BEGIN Records shown
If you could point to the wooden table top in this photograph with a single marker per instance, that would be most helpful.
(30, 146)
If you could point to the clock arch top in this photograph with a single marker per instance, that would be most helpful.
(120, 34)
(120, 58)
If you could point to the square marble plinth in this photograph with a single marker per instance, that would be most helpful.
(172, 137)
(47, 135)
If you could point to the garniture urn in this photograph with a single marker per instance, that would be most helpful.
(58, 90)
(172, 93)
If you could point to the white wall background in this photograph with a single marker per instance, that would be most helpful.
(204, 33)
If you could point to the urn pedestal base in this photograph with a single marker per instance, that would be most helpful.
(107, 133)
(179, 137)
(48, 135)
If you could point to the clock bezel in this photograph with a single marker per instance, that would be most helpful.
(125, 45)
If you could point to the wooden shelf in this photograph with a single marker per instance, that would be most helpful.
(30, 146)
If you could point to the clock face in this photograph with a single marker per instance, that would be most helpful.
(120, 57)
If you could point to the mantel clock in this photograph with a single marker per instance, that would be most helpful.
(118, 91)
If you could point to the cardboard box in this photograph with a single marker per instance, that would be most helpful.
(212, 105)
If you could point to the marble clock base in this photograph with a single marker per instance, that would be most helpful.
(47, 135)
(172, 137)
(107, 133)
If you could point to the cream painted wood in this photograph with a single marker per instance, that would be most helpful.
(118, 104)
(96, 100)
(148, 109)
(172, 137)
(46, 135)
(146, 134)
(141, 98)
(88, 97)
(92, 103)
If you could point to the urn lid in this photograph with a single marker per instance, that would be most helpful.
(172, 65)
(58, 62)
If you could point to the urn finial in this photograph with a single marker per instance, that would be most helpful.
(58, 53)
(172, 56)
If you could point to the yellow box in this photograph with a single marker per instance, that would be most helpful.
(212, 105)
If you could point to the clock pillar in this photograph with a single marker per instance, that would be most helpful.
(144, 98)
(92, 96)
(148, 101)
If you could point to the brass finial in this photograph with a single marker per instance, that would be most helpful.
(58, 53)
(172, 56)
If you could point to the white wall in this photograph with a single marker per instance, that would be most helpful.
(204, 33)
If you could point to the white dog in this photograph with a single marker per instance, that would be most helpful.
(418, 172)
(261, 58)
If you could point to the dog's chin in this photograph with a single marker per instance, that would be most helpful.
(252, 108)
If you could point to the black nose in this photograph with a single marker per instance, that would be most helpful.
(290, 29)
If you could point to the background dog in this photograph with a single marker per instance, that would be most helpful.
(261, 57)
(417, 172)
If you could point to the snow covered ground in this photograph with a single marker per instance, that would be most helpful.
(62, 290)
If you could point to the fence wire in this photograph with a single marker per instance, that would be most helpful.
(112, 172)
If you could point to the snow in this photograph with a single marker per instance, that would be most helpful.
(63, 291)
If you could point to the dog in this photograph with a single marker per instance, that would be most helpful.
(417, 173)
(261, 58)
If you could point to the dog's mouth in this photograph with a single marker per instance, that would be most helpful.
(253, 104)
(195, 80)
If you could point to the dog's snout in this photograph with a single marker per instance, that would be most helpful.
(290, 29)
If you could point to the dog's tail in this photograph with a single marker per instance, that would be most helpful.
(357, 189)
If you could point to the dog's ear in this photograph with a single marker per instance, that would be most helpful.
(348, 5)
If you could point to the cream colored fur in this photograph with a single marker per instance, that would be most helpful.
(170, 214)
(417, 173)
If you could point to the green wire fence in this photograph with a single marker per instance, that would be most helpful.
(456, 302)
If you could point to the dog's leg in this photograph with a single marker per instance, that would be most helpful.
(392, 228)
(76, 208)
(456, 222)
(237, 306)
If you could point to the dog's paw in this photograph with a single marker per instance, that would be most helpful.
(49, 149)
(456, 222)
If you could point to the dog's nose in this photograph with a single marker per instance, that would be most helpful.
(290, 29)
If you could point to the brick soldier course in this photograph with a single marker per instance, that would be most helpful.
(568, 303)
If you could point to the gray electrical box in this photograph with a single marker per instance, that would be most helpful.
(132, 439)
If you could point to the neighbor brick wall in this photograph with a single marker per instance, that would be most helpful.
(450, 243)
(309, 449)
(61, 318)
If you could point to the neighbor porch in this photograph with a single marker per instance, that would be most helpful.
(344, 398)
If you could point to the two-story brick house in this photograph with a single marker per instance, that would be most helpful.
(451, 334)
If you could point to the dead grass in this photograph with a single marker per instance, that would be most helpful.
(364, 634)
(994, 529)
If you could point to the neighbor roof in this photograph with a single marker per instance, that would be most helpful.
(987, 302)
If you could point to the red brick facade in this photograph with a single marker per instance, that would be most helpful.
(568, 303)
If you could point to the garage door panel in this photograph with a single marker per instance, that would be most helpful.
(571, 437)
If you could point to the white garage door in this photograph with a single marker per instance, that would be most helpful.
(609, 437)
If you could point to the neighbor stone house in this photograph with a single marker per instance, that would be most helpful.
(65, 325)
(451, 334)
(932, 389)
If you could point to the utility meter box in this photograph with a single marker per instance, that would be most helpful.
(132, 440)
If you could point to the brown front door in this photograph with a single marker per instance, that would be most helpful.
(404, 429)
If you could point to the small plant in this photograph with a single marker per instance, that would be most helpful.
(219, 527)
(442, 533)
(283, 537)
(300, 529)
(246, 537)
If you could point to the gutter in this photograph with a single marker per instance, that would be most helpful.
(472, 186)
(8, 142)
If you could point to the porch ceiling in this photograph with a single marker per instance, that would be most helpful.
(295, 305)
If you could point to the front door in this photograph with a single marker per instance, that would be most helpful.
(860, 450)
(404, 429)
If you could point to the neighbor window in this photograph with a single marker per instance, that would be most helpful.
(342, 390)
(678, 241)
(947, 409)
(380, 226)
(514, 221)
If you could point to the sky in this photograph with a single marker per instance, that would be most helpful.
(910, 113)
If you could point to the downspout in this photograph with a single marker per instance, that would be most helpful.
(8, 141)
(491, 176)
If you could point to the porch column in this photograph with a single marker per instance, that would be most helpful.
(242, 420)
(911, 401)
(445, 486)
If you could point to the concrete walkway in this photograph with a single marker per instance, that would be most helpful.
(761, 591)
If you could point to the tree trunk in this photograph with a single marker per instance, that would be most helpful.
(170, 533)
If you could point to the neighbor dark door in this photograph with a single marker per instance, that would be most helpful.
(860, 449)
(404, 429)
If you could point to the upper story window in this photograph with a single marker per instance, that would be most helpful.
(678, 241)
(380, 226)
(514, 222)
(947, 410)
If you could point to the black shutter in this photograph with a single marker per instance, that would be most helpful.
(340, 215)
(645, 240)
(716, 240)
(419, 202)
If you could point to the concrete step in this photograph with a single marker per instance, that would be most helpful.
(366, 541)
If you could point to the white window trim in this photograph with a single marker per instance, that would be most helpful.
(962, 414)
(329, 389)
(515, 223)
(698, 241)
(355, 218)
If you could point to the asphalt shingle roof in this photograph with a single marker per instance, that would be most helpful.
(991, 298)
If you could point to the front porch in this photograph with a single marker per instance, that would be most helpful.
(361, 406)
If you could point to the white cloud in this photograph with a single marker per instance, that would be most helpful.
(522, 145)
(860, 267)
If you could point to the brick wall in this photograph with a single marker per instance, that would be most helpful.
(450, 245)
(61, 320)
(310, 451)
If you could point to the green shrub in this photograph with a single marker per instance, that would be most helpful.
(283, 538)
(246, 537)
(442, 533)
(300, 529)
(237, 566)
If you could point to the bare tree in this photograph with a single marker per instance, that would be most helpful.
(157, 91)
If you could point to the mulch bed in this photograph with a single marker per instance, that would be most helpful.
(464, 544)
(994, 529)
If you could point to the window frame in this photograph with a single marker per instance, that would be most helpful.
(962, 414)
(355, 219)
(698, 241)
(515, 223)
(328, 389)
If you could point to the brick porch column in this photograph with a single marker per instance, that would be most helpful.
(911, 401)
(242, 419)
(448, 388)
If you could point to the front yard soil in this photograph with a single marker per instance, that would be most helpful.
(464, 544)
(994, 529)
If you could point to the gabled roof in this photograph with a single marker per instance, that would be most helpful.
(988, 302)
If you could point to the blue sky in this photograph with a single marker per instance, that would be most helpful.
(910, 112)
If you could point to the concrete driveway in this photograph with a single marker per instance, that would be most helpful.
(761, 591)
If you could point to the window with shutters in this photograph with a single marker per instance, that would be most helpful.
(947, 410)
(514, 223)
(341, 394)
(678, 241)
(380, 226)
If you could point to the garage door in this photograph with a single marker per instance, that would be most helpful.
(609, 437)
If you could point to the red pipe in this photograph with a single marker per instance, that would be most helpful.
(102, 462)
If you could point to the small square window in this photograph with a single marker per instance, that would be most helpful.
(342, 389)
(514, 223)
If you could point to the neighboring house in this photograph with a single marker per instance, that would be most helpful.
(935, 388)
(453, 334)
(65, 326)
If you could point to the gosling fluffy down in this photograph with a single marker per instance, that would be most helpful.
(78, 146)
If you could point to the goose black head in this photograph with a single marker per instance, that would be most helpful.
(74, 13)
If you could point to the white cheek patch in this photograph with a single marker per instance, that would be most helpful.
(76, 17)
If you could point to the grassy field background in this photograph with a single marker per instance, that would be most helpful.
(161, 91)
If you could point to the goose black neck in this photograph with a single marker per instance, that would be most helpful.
END Records shown
• **Given exercise**
Transcribe, word for word, every line from the one containing "If you could point to the goose black head" through the final line of the entries, and nothing else.

• **Right answer**
If you could point to the goose black head in this photograph with a single marker per instance, that would be most helpful.
(74, 13)
If you could point to the white cheek patch in this photograph with a single marker per instance, that would be most helpful.
(76, 17)
If you could point to the grassy field background in this photograph with a single marker per instance, that would be most helpful.
(161, 91)
If you could point to the goose black neck in this photograph with a single marker per instance, that would be most helpful.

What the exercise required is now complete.